* _WHAT IS BEING ASKED_: All that is needed is the run of lines from the top of the entries to the line with "Target: red t-shirt", that line included, repeated exactly and free of pictures.

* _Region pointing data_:
=== Section Start ===

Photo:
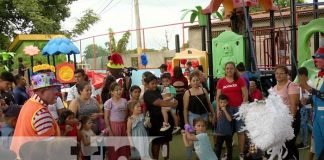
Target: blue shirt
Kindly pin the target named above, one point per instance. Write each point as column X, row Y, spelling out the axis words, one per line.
column 20, row 95
column 203, row 147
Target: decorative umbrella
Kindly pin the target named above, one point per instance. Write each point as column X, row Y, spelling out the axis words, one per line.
column 31, row 51
column 60, row 45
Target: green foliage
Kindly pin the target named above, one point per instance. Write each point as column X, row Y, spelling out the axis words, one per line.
column 100, row 51
column 286, row 3
column 121, row 46
column 39, row 17
column 197, row 12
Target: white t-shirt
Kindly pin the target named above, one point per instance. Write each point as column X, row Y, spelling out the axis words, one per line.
column 74, row 93
column 54, row 107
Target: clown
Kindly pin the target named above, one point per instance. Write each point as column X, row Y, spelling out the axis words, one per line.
column 35, row 120
column 317, row 90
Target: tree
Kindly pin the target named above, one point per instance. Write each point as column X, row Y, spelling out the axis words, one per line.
column 100, row 51
column 38, row 17
column 121, row 46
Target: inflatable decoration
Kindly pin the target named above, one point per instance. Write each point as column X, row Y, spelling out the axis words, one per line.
column 268, row 124
column 144, row 60
column 228, row 46
column 31, row 50
column 57, row 46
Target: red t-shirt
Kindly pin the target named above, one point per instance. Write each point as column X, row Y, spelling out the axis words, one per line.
column 72, row 133
column 232, row 90
column 256, row 95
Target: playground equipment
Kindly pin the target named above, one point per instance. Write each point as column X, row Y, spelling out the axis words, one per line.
column 305, row 32
column 193, row 55
column 228, row 46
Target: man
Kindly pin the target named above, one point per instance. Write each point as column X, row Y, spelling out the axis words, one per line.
column 80, row 76
column 19, row 91
column 35, row 121
column 6, row 80
column 317, row 91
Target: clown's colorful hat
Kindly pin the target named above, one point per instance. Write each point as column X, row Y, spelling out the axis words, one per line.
column 115, row 61
column 43, row 77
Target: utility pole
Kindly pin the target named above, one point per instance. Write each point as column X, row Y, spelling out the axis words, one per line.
column 167, row 40
column 138, row 31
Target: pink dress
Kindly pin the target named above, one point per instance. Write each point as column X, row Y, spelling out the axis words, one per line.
column 117, row 122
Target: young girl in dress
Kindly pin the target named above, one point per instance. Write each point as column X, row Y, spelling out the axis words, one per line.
column 115, row 119
column 136, row 132
column 68, row 123
column 200, row 141
column 85, row 134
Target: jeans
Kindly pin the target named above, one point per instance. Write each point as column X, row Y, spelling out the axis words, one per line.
column 304, row 117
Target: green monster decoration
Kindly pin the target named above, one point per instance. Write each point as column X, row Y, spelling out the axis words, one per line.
column 228, row 46
column 305, row 32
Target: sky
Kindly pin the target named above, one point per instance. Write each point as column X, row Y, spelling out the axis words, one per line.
column 119, row 15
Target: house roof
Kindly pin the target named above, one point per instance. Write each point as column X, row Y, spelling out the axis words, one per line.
column 30, row 37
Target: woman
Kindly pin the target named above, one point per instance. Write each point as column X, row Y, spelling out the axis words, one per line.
column 196, row 104
column 154, row 101
column 180, row 83
column 289, row 93
column 233, row 86
column 85, row 105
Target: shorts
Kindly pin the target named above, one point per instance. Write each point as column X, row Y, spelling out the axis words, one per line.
column 238, row 124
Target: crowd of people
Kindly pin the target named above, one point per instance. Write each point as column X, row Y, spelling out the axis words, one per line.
column 160, row 108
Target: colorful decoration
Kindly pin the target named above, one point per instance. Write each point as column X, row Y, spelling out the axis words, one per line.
column 31, row 50
column 144, row 60
column 57, row 46
column 44, row 79
column 195, row 63
column 65, row 72
column 43, row 67
column 183, row 61
column 116, row 61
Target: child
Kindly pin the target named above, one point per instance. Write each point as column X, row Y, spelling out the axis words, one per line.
column 224, row 129
column 200, row 141
column 135, row 92
column 168, row 92
column 85, row 133
column 8, row 127
column 68, row 123
column 136, row 131
column 115, row 119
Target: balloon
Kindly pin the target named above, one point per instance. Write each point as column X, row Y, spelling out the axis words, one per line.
column 144, row 60
column 183, row 61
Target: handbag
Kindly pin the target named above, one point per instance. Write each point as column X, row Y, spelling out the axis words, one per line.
column 210, row 116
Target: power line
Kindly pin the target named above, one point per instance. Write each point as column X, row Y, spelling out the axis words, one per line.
column 105, row 7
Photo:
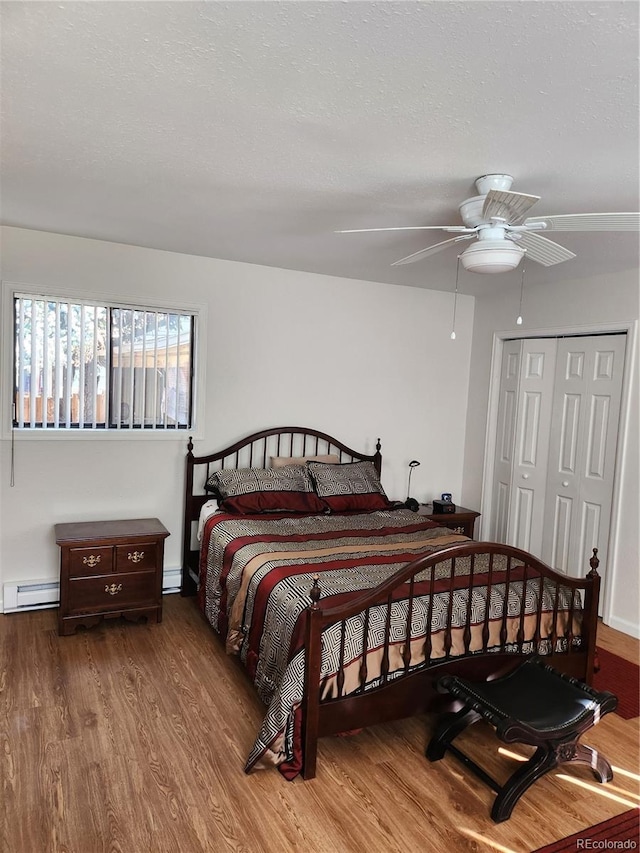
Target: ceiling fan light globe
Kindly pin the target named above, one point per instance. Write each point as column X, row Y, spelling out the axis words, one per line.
column 491, row 256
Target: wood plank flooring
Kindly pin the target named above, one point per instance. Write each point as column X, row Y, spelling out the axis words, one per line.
column 132, row 738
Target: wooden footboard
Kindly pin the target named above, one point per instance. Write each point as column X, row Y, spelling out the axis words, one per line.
column 472, row 609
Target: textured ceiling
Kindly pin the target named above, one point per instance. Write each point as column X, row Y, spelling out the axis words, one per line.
column 251, row 131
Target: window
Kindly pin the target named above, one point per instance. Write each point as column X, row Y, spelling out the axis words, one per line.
column 85, row 365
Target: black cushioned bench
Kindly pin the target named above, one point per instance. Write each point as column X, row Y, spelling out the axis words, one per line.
column 533, row 704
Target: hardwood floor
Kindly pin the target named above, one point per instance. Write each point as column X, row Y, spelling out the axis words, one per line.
column 132, row 738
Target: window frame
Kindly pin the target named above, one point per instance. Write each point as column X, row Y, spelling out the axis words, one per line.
column 7, row 379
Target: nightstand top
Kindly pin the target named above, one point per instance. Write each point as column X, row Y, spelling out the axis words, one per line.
column 82, row 530
column 427, row 509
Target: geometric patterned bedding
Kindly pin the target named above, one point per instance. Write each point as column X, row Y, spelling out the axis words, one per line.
column 255, row 576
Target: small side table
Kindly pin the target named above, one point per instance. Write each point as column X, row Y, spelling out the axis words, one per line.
column 462, row 520
column 110, row 569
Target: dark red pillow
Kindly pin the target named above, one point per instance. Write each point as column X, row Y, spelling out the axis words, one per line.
column 352, row 487
column 254, row 490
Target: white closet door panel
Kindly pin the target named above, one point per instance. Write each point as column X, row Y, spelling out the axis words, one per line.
column 523, row 518
column 597, row 438
column 501, row 515
column 505, row 440
column 582, row 450
column 529, row 469
column 562, row 533
column 569, row 428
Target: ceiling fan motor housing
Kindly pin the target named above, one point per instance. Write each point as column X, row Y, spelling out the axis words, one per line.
column 492, row 256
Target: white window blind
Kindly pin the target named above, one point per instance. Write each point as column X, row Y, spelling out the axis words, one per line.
column 81, row 365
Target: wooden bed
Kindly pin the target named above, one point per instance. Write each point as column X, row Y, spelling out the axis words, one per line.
column 528, row 607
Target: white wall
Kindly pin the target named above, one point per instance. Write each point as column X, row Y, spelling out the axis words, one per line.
column 358, row 360
column 578, row 304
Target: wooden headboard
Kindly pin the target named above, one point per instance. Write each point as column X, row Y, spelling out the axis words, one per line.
column 254, row 451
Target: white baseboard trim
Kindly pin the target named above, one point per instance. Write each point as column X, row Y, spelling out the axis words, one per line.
column 39, row 594
column 626, row 627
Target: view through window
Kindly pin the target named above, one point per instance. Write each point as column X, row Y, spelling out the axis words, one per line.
column 81, row 365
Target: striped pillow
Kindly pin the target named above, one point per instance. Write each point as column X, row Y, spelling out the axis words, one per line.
column 255, row 490
column 352, row 487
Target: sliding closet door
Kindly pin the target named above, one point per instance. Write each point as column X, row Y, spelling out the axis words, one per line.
column 505, row 439
column 582, row 453
column 520, row 470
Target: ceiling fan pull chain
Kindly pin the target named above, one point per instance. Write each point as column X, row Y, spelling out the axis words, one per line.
column 519, row 320
column 455, row 302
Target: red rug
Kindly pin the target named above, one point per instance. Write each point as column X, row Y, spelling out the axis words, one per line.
column 608, row 835
column 621, row 677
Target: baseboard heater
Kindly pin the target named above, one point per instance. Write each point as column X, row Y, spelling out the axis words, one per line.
column 36, row 595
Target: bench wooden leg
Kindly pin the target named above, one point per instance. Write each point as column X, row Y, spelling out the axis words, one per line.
column 540, row 763
column 450, row 727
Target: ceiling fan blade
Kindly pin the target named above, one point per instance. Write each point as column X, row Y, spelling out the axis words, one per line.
column 541, row 249
column 586, row 222
column 430, row 250
column 462, row 228
column 506, row 205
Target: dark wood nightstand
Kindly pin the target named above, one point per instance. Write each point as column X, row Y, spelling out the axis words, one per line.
column 109, row 569
column 462, row 520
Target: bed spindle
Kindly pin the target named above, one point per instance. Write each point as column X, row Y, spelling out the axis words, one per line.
column 363, row 673
column 537, row 634
column 466, row 634
column 384, row 667
column 505, row 605
column 340, row 675
column 554, row 624
column 487, row 606
column 448, row 639
column 428, row 642
column 569, row 631
column 406, row 652
column 523, row 601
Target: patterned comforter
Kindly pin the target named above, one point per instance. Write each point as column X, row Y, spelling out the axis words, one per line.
column 255, row 577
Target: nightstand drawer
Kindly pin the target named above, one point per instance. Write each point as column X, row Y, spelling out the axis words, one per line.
column 109, row 569
column 112, row 592
column 90, row 561
column 140, row 557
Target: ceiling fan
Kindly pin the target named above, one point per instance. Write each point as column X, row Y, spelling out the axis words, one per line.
column 495, row 220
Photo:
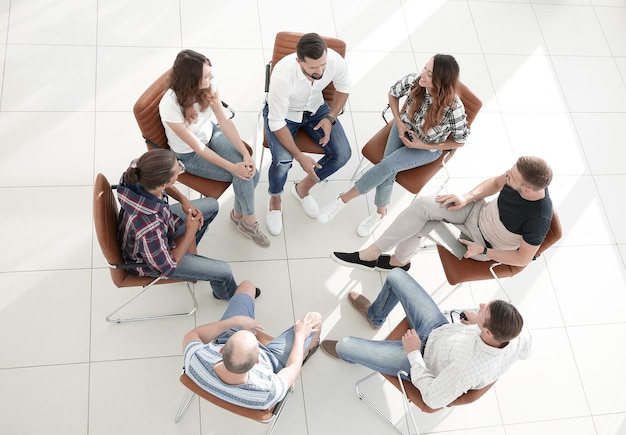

=== Section End ===

* _ANSWER SECTION_:
Photo:
Target: blue shirt
Kindly pin the target named above, one point per instance. Write each point as column X, row Y, spelling out the axis words, one per line.
column 20, row 95
column 203, row 147
Target: decorative umbrella
Kindly pin the target named above, one point per instance. Write each point as column X, row Y, spelling out the axis words, one per line.
column 31, row 51
column 60, row 45
Target: green foliage
Kindly pin the target named above, one point per instance. Write each point as column X, row Y, spelling out the axis words, one per line.
column 100, row 51
column 286, row 3
column 121, row 46
column 39, row 17
column 197, row 12
Target: white t-shirt
Kindly pin the target named above, one point per instance. Write each point as column X, row Y, spelling out the axis words, one per line.
column 74, row 93
column 54, row 107
Target: clown
Kindly pin the target named above, one point per instance. Write each point as column X, row Y, spelling out the axis words, one per line.
column 35, row 120
column 317, row 90
Target: tree
Kindly pin the target named above, one point per instance. Write each point as column X, row Y, spelling out the axis words, one per line.
column 100, row 51
column 38, row 17
column 121, row 46
Target: inflatable decoration
Kindly pin the target named above, one point per instance. Write each point as column X, row Y, spelling out the axis words, one per line.
column 268, row 124
column 144, row 60
column 228, row 46
column 31, row 50
column 57, row 46
Target: red t-shirt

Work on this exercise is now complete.